→ **WHAT YOU NEED TO DO**: Please restate the following records word for word.
---
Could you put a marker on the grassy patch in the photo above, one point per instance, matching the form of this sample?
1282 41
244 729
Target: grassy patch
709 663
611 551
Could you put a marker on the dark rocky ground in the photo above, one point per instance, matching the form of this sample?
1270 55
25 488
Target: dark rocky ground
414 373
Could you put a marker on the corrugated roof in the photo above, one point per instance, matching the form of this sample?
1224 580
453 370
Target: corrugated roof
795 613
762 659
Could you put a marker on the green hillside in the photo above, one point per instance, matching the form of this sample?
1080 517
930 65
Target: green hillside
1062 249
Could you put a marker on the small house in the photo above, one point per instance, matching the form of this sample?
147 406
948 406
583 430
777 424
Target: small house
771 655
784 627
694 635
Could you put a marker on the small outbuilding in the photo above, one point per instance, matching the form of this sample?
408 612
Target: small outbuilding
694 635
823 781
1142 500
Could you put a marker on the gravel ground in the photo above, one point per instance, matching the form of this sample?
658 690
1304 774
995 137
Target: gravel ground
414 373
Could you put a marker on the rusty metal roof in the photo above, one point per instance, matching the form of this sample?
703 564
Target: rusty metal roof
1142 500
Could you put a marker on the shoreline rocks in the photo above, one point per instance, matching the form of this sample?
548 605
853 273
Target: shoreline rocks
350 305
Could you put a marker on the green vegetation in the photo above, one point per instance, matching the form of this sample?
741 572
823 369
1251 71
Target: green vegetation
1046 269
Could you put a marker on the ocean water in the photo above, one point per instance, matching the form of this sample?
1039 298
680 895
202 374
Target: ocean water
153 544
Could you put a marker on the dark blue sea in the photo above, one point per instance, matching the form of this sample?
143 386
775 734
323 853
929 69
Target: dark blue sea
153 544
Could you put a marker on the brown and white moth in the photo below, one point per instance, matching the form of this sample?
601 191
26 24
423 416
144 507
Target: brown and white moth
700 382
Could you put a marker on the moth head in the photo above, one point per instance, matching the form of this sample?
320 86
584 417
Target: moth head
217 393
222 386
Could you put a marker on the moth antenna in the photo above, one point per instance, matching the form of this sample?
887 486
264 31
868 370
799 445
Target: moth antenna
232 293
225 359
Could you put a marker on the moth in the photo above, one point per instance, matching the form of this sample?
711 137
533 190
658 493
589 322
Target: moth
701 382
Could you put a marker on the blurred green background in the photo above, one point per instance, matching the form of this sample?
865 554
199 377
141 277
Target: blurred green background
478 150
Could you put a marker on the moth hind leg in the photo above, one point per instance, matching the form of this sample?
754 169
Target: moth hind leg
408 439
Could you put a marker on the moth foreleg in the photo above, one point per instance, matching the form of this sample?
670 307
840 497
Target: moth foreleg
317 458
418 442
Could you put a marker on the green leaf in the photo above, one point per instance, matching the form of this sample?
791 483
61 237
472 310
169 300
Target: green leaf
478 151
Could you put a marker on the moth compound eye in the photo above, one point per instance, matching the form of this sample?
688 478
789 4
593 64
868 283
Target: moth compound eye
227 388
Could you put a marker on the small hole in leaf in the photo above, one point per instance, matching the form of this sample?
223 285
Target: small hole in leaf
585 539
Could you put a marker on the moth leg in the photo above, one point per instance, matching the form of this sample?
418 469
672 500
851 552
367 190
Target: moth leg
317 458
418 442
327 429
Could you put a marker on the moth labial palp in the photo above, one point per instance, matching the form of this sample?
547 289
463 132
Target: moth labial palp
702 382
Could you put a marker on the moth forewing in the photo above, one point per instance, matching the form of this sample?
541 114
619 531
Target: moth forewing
---
→ **TASK RESULT**:
Could you put a marker on the grassy patch in the photo above, one point per instance, matching the form of this sample?
1282 41
244 729
Target: grassy patch
709 663
611 551
Could you put a marker on the dark rocky ground in the photo above, one point per instance, matching the form of this sample?
1270 55
25 488
Target: dark rocky ground
414 373
Could you put a marker on the corrugated roof in the photo above, one point per instance, matching the form of this sample?
1224 580
453 370
Target: corrugated roof
795 613
762 659
Could you put a marker on the green hillside in the photo above, one point per instance, matching the form of this sample?
1080 517
930 65
Target: green hillside
1062 249
Could you put a marker on the small house in the photo above, one point per instance, matching the form of this sample?
147 406
948 406
583 430
777 424
Target: small house
771 655
784 627
694 635
Could you put a marker on the small outbuilding in the photo above, one point per instance, matching the form of this sample?
408 612
Target: small outbuilding
694 635
823 781
1142 500
Could you put a marker on the gravel ground in the photo above, one point per instance, matching the form of this sample?
658 690
1304 774
995 137
Target: gravel ground
414 373
Could you put a marker on the rusty metal roof in the photo above, one point per instance, matching the form of this sample?
703 564
Target: rusty metal roof
1142 500
Could you put a marker on the shoreline rocks in the photo above, one point per instance, matching the form of this sample?
548 605
853 273
Target: shoreline rocks
350 305
Could you put a marker on the green vegetation in the photo above, one point per instance, matching the form of this sample?
741 572
823 369
1251 71
Target: green vegetation
1046 269
Could you put a marker on the ocean water in the photo above, one point per instance, matching the form of this sample?
1039 298
680 895
202 374
Target: ocean water
153 544
Could you put a marker on the dark blue sea in the photo above, one point per instance, matching the form of this sample?
143 386
775 734
323 853
929 69
Target: dark blue sea
153 544
Could you put a marker on the brown and white moth in the photo below, one point per instance, matching the form of this sample?
601 191
26 24
423 416
144 507
Target: brown and white moth
700 382
Could you put a marker on the moth head in the photo above, one point per instance, matching the form of this sample?
320 86
584 417
Target: moth head
217 393
222 386
Could you put a marker on the moth antenna in the photo above, one point per instance, matching the form of this sample?
887 486
264 31
868 370
799 445
Target: moth antenna
232 293
225 359
Could you put a marker on the moth in the photo above, one point per instance, matching the form of this sample?
711 137
533 190
658 493
589 322
Target: moth
701 382
Could you put a marker on the blurred green background in the photo above, one point per instance, matching the form of this sample?
865 554
199 377
141 277
Target: blurred green background
478 150
Could you put a marker on the moth hind leg in the photo above, one point per instance, matching the form of this sample?
754 169
Target: moth hind leg
408 439
Could you put a marker on the moth foreleg in the photo above, one point per instance, matching the form of this sample?
670 307
840 497
Target: moth foreleg
317 458
418 442
Could you put a marker on the green leaf in the photo above, one point per instance, matching the form of this sample?
791 483
61 237
472 310
169 300
Target: green leaf
478 151
Could you put a marker on the moth compound eye in the photo above, one point per instance, matching the form of this sample?
688 478
789 4
593 64
868 283
Target: moth compound eye
227 388
Could you put a marker on the small hole in leaf in the photo above, one point per instance, matching the form of this sample?
223 285
Target: small hole in leaf
585 539
Could you put a marker on the moth leg in the photo above, one point per instance, matching the form of this sample?
418 469
672 500
851 552
367 190
Target: moth leg
317 458
418 442
327 429
Could you put a marker on the moth labial palp in the photo above, one point per instance, matching the form of this sample?
547 289
463 132
Target: moth labial palp
702 382
Could you put a marker on the moth forewing in the photo above, one point per instance, matching the form of this sample?
541 114
619 531
Target: moth forewing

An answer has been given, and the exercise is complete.